## CHALLENGE
Reproduce the data that follows in its entirety, character for character.

** start of DATA SHOWN **

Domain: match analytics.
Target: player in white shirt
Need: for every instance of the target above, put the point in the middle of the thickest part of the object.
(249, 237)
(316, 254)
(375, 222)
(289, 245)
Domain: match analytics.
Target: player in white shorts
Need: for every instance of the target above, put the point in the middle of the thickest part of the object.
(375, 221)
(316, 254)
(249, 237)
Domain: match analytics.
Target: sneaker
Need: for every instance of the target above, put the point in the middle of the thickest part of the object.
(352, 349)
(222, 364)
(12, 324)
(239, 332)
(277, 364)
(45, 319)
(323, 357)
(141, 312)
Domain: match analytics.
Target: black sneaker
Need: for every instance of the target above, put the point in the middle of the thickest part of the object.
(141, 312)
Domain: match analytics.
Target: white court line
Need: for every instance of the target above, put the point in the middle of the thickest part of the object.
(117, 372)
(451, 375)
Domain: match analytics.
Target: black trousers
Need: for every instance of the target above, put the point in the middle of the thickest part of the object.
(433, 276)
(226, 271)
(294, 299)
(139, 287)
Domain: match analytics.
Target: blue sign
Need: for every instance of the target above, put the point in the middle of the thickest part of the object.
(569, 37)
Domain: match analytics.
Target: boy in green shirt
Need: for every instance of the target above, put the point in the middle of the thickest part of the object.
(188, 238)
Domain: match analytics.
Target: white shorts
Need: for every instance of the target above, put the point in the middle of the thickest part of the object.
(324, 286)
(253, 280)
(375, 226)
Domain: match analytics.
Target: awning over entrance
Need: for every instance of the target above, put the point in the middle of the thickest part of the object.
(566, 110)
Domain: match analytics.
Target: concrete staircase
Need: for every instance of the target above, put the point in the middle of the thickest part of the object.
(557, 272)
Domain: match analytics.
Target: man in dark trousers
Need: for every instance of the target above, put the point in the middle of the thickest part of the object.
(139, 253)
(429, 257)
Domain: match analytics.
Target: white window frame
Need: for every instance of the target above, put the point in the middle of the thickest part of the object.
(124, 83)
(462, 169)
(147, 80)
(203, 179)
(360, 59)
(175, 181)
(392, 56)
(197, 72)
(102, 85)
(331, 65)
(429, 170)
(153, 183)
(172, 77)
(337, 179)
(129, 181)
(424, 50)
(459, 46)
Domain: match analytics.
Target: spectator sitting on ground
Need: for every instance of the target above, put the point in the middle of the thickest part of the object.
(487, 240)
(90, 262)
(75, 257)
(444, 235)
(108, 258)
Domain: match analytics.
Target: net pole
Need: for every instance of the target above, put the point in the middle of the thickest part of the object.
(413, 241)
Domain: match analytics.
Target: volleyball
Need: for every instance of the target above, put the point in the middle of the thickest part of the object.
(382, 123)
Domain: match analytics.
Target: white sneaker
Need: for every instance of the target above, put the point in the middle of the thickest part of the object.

** end of DATA SHOWN **

## FULL OUTPUT
Domain: match analytics.
Target: player in white shirt
Need: for every instance of the target above, put the point in the middle of the thickest part of the object.
(249, 237)
(316, 254)
(375, 222)
(289, 245)
Domain: match analytics.
Target: player in white shorts
Need: for every instance of the target above, put the point in the middle of the thickest part of the object.
(375, 221)
(316, 254)
(249, 237)
Domain: match analytics.
Target: sneaker
Need: for every instance of the target above, put the point in the middle of the thickest part of the object.
(352, 349)
(222, 364)
(12, 324)
(239, 332)
(277, 364)
(45, 319)
(323, 357)
(141, 312)
Domain: match analytics.
Target: black sneaker
Need: for every instance of the target above, put the point in the middle of the thickest part of the object.
(141, 312)
Domain: match analytics.
Target: white court line
Need: for every instance of the target above, put the point in the middle of the thickest part of the object.
(117, 372)
(451, 375)
Domain: match analytics.
Target: black trousers
Need: for every instance of the target above, put the point in the middle of the thickest part of the object.
(433, 276)
(226, 271)
(294, 299)
(139, 287)
Domain: match analytics.
Target: blue sign
Need: for every instance of the target above, put the point in the middle of the thickest part of the object.
(569, 37)
Domain: match analytics.
Target: boy in green shirt
Need: for every instance of the target above, put the point in the middle of the thickest part of the object.
(188, 238)
Domain: match analytics.
Target: white shorts
Need: for every instance of the target above, put the point in the middle of the thickest part of the object.
(324, 286)
(253, 280)
(375, 226)
Domain: match analytics.
Target: awning over entrance
Need: for every instance of the target above, put the point in the middle of the thickest part of the object.
(566, 110)
Domain: match analytics.
Target: concrete staircase
Need: for every instance of the target above, put the point in the middle of the thickest part of the object.
(557, 272)
Domain: match analytics.
Target: man in dark trousers
Need: for every instance of the target above, put the point in the middle of the thickest part of the object.
(139, 253)
(429, 257)
Domain: match analytics.
Target: white window frame
Need: for every instance of the target above, put the point in the middle of the thickest part of the object.
(124, 83)
(462, 169)
(147, 80)
(203, 179)
(360, 59)
(175, 181)
(392, 56)
(197, 72)
(102, 85)
(331, 65)
(429, 170)
(153, 183)
(172, 77)
(337, 179)
(129, 181)
(424, 50)
(459, 46)
Domain: match analytics.
Target: spectator sitting on ground
Need: for every instance of the target above, put the point in the middle of the thickest part of the object.
(487, 240)
(90, 262)
(75, 257)
(444, 235)
(108, 258)
Domain: match analytics.
Target: net pole
Need: for every instance of the target above, put the point in the middle of the thickest part of the object.
(413, 241)
Domain: match analytics.
Target: volleyball
Need: for every instance of the target above, put the point in the middle of the thickest part of the object.
(382, 123)
Domain: match analytics.
Target: white sneaker
Need: for every instance of the target above, put the point in the middle of the thickest part of the object.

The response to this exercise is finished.